Repeat the listing below word for word, starting with its first line and stopping after the line that contains "[(217, 256), (206, 255)]".

[Records in a dataset]
[start]
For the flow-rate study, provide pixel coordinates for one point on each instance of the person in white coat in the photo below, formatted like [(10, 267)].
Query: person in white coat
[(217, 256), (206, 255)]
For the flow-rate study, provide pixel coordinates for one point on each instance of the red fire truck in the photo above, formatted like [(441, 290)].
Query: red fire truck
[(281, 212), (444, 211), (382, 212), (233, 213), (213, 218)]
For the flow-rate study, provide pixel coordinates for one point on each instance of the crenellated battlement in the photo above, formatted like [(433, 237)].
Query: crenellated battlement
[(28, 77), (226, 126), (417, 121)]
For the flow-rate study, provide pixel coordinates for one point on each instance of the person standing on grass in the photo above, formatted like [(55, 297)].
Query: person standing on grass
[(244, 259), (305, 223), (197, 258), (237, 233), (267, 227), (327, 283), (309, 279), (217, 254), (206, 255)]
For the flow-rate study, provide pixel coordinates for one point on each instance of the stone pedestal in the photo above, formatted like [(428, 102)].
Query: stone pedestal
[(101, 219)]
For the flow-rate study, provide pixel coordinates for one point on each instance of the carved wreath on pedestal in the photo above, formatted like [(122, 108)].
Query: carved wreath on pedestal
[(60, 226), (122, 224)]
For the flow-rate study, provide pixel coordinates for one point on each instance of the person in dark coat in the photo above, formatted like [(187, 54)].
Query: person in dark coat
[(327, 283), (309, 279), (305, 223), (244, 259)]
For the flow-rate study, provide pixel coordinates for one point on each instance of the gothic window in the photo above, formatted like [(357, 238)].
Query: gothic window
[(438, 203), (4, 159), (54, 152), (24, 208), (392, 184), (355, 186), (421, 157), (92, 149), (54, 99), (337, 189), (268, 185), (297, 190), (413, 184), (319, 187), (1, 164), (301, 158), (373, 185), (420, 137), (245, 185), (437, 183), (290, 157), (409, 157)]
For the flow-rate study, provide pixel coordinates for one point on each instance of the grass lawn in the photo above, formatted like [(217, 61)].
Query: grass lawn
[end]
■ Complete response
For the flow-rate study, provide pixel coordinates for one point on each instance of the person in white coat in the photo below, formatted like [(10, 267)].
Query: person in white coat
[(217, 256), (206, 255)]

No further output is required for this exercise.